> _Task objective_: Which lines in the entries below contain the word "woven"? Extract each of them in full.

-- Start Data lines --

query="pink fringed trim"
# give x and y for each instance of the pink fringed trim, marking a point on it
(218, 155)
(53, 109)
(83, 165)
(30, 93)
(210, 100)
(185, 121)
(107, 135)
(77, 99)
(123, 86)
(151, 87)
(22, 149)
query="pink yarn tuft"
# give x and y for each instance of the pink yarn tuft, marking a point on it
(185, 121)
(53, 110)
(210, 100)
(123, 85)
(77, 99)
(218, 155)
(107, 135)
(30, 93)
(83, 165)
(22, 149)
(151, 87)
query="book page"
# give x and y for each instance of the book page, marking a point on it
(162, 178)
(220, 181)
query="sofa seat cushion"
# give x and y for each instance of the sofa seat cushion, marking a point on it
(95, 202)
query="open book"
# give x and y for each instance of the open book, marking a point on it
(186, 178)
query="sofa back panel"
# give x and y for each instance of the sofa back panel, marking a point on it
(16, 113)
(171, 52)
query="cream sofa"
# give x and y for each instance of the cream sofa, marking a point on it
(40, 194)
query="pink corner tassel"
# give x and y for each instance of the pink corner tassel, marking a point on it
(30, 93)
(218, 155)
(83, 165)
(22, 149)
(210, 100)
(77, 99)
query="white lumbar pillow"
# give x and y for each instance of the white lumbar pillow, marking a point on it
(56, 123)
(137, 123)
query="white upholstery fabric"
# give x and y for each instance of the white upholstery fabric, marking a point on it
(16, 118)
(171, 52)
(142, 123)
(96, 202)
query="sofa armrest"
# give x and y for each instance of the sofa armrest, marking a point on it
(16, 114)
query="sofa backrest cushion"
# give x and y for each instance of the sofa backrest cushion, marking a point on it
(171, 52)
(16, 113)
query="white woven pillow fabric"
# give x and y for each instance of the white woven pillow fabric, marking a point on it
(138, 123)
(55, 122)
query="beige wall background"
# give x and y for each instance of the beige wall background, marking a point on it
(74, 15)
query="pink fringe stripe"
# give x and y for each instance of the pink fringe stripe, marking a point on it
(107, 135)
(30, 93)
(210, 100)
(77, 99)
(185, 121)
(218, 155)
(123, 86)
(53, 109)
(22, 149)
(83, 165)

-- End Data lines --

> _The reply_:
query="white woven pillow fabric"
# give x and y for each instance of the white woven pillow fabric, marking a point on it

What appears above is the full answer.